Direction: Reproduce every one of the records below verbatim, line for line, changing nothing.

Records to use:
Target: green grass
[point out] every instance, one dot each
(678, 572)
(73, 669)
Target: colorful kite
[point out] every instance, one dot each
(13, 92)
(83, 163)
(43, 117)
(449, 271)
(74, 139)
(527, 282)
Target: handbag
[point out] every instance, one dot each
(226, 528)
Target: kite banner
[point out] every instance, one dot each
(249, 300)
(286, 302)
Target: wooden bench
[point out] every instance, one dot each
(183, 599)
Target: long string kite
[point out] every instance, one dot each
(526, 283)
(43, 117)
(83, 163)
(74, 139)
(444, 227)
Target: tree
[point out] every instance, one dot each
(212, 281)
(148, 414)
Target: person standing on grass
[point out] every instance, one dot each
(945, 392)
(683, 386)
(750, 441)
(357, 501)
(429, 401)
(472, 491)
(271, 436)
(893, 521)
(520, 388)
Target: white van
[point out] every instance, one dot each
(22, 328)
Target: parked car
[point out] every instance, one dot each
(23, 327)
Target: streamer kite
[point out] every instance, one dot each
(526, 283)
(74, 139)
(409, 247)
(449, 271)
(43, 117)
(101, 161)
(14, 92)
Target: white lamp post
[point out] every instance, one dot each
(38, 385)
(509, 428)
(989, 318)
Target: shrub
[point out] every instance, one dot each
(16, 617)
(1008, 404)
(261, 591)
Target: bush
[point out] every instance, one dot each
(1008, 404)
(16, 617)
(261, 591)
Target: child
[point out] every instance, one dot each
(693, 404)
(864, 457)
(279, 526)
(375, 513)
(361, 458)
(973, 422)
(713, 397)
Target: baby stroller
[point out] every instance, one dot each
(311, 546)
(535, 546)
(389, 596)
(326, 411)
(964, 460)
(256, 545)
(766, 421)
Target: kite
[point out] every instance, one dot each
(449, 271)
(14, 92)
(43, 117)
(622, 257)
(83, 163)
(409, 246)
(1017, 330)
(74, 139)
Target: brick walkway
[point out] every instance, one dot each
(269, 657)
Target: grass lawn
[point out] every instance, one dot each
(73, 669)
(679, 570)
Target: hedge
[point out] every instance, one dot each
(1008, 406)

Output of the exercise:
Target: green grass
[point out] every instance, one dot each
(678, 572)
(73, 669)
Target: colorful kite
[point out] every instance, one dot each
(13, 92)
(83, 163)
(43, 117)
(449, 271)
(74, 139)
(527, 282)
Target: handbag
[point out] every instance, one dot each
(226, 528)
Target: kite banner
[point out] every instance, one dot each
(249, 300)
(286, 302)
Target: wooden bench
[point out] every instance, one dot each
(183, 599)
Target: long string kite
[point out] every instance, one dot each
(526, 283)
(43, 117)
(83, 163)
(74, 139)
(444, 227)
Target: tree
[point out] every instance, one dot each
(212, 281)
(148, 414)
Target: person standing on grass
[point out] every instance, one dot each
(945, 392)
(683, 386)
(750, 441)
(357, 501)
(429, 401)
(472, 491)
(271, 436)
(893, 521)
(520, 388)
Target: white van
[point out] every instance, one dot each
(22, 328)
Target: parked car
[point out] every instance, one dot each
(23, 327)
Target: streamer kite
[point out] every instance, one dot each
(526, 283)
(74, 139)
(409, 247)
(449, 271)
(43, 117)
(101, 161)
(14, 92)
Target: white lamp post
[point out] every instance, one dot each
(38, 385)
(509, 428)
(989, 318)
Target: shrub
[point out] every instance, one dot each
(16, 617)
(1008, 404)
(261, 591)
Target: bush
[point out] every instance, one dot each
(1008, 404)
(16, 617)
(261, 591)
Target: child
[point out] every instance, one dot each
(693, 404)
(864, 457)
(279, 526)
(375, 513)
(361, 458)
(973, 422)
(713, 397)
Target: baby stroller
[point out] every instance, one dot each
(311, 546)
(535, 546)
(389, 596)
(326, 411)
(964, 460)
(256, 545)
(766, 421)
Target: kite
[point out] every instance, one dot each
(449, 271)
(14, 92)
(43, 117)
(622, 257)
(83, 163)
(409, 246)
(1017, 330)
(74, 139)
Target: brick walkway
[point out] every instance, one dot each
(269, 657)
Target: grass lawn
[point out] every instance, one dot each
(73, 669)
(679, 570)
Target: hedge
[point out] every instance, one dot each
(1008, 406)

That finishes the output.